◆ **EXERCISE REQUIREMENTS**: Show all lines of the listing that hold the word "target".
-------- GIVEN DATA --------
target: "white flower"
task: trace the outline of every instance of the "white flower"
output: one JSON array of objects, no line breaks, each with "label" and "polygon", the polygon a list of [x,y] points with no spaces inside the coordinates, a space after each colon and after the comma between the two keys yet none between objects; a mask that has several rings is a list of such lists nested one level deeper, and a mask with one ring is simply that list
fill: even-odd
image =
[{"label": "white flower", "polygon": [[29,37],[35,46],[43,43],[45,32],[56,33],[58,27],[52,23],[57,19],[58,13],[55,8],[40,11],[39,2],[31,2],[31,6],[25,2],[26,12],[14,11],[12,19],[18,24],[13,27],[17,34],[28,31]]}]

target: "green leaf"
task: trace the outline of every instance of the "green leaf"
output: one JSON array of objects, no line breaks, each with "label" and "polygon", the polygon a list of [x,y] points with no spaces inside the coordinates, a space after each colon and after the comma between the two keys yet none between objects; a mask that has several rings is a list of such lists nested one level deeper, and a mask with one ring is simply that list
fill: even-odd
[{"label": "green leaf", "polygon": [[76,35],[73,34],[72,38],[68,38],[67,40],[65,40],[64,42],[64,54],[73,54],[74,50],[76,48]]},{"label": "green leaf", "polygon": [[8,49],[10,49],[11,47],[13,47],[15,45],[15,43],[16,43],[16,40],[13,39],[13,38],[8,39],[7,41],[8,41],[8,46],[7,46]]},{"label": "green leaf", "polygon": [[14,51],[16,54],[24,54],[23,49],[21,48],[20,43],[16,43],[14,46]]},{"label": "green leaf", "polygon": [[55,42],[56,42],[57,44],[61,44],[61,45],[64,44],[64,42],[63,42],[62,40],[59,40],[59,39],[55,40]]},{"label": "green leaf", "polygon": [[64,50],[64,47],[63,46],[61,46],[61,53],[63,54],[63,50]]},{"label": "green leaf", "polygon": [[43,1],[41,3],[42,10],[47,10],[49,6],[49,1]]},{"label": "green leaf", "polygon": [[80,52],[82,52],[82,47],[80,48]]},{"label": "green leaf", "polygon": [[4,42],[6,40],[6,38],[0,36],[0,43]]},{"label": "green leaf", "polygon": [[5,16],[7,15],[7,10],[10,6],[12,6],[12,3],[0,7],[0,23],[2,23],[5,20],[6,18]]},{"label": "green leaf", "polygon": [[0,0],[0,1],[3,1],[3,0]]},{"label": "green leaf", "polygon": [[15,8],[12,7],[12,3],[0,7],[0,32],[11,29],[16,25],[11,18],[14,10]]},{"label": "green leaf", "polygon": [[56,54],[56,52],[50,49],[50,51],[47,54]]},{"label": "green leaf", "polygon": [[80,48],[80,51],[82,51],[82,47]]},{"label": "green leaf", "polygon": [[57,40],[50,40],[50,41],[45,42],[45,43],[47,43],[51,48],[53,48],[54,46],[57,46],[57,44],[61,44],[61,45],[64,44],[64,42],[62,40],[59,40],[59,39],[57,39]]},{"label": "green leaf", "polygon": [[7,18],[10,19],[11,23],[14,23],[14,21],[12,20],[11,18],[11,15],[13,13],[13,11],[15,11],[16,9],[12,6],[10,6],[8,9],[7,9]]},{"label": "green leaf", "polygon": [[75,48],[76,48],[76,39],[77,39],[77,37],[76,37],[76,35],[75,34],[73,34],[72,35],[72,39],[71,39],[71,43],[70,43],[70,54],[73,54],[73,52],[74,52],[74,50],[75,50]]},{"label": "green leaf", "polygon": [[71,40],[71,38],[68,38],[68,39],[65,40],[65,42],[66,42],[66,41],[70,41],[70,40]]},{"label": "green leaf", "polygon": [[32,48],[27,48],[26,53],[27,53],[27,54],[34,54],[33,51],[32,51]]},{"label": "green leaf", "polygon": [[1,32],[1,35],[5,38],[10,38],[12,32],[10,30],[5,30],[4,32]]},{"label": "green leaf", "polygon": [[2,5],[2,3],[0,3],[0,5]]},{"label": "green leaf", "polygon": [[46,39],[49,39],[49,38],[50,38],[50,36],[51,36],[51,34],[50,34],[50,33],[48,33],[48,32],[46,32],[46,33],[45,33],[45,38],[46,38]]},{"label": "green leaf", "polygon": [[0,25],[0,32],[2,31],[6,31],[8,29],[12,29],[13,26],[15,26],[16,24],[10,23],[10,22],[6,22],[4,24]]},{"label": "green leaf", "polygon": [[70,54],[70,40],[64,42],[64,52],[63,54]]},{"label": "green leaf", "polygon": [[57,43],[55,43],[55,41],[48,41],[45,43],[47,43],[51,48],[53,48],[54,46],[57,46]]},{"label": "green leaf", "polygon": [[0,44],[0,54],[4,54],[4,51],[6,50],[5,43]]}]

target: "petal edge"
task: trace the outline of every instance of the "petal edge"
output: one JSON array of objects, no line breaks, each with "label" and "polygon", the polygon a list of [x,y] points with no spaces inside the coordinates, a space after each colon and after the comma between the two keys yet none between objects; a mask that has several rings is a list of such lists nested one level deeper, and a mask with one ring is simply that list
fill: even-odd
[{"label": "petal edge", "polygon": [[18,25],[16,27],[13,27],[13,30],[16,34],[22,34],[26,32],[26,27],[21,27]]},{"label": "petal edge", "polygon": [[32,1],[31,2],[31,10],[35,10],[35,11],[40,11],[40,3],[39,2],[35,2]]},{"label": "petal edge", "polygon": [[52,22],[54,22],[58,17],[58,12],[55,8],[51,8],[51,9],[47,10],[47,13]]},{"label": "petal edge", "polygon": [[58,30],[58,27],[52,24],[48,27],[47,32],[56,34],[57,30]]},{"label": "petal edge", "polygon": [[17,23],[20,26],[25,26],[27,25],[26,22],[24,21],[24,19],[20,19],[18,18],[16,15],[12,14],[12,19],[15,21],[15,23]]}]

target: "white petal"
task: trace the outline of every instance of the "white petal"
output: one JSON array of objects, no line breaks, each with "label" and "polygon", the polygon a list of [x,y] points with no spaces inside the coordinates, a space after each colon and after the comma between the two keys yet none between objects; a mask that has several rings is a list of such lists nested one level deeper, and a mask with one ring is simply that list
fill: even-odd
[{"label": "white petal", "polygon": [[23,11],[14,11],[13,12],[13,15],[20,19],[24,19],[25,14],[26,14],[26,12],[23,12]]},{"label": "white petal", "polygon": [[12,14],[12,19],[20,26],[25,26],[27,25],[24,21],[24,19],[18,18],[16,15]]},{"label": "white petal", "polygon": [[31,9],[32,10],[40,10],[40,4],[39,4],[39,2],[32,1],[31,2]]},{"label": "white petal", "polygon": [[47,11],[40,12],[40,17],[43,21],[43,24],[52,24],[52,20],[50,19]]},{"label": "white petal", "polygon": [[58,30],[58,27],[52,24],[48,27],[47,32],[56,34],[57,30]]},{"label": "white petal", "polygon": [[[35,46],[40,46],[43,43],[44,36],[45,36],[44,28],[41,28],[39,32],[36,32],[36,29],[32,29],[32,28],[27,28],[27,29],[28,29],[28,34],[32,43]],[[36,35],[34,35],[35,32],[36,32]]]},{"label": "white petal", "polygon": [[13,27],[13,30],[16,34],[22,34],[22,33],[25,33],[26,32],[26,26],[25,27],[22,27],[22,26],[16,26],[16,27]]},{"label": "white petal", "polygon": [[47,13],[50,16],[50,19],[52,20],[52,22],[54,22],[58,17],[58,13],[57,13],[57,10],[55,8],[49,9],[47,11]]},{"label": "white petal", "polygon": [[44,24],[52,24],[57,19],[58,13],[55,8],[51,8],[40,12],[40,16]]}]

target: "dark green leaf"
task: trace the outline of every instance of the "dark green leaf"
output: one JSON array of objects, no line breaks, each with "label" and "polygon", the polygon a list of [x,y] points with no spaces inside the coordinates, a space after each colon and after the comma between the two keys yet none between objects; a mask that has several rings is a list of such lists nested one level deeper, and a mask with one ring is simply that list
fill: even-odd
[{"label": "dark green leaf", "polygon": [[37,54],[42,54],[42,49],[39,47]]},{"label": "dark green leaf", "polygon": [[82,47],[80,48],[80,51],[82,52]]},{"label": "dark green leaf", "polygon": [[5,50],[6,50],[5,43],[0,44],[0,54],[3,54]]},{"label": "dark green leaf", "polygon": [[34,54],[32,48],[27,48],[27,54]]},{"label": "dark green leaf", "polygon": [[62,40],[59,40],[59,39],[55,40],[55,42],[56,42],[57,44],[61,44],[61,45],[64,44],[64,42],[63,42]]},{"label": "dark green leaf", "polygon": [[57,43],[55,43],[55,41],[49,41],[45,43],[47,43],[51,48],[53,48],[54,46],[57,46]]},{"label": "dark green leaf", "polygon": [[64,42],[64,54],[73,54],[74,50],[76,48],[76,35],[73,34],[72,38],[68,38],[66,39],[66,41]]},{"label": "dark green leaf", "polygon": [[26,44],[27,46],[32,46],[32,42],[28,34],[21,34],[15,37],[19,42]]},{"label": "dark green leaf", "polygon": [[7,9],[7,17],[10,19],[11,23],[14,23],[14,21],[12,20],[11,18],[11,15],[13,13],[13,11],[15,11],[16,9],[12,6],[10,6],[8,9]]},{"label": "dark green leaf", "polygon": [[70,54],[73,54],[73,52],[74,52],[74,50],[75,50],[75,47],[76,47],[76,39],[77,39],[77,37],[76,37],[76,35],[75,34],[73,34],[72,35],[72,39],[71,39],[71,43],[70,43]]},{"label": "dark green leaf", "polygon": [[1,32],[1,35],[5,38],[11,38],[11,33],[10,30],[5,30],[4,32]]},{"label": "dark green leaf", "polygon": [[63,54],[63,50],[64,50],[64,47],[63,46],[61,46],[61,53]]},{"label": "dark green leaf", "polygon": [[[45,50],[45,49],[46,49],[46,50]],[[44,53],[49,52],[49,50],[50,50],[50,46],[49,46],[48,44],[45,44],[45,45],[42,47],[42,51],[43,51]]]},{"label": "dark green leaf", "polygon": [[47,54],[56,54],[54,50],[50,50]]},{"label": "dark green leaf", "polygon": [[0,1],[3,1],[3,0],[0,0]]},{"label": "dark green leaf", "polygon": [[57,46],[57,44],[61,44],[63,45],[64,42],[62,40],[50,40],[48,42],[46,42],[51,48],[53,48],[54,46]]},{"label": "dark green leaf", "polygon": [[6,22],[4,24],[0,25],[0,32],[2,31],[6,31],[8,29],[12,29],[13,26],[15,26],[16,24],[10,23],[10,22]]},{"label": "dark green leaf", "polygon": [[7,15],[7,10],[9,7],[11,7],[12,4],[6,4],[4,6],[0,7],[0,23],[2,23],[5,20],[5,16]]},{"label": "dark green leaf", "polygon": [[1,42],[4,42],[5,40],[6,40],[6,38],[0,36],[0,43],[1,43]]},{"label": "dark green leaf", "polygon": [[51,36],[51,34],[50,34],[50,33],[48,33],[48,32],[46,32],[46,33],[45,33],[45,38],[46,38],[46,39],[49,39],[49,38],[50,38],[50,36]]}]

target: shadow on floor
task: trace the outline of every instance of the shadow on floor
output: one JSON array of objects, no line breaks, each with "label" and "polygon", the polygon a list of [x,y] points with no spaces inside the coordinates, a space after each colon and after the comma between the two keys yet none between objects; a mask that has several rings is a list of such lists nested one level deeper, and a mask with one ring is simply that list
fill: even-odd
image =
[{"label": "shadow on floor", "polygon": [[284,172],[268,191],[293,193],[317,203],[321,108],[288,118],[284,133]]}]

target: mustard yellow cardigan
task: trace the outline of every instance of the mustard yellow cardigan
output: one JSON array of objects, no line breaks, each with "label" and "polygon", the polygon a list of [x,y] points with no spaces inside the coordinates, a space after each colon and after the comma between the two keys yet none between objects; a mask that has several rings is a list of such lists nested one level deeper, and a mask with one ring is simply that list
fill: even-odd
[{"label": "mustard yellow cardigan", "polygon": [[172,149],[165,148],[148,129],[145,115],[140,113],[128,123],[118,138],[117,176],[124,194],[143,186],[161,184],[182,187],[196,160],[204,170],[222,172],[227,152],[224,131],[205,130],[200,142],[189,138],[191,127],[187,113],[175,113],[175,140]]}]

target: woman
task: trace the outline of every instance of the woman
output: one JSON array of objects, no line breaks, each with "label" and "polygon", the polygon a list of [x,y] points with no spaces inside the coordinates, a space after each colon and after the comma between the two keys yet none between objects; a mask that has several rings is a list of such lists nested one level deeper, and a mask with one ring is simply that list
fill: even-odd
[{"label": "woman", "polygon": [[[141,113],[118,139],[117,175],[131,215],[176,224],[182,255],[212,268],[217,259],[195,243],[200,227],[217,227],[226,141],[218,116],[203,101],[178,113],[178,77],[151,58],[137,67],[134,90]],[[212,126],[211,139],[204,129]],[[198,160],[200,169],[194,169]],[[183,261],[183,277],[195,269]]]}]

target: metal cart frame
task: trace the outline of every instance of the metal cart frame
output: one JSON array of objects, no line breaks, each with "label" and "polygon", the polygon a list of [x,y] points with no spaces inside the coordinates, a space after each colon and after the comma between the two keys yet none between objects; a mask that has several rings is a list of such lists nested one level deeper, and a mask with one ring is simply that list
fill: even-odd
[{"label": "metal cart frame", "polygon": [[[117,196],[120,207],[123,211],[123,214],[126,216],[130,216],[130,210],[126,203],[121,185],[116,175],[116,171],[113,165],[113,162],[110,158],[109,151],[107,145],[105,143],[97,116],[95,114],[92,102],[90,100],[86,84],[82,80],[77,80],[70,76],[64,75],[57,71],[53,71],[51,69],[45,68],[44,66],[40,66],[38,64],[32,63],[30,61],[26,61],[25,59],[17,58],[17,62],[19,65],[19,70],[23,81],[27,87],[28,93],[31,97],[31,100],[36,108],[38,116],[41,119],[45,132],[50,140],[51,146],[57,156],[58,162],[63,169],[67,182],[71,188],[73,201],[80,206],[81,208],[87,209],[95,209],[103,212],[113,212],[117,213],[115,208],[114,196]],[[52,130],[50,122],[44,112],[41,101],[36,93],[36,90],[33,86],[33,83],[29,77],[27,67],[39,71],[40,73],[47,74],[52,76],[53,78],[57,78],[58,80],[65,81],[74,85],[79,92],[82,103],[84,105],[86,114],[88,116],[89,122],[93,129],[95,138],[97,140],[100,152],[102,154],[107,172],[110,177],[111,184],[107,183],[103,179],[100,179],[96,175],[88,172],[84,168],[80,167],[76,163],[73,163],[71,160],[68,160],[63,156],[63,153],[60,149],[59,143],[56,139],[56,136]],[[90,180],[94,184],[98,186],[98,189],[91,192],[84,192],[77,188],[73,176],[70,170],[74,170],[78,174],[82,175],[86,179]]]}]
--------
◆ **YOUR SOLUTION**:
target: "white flower"
target: "green leaf"
target: "petal edge"
target: "white petal"
target: "dark green leaf"
target: shadow on floor
target: mustard yellow cardigan
target: woman
target: metal cart frame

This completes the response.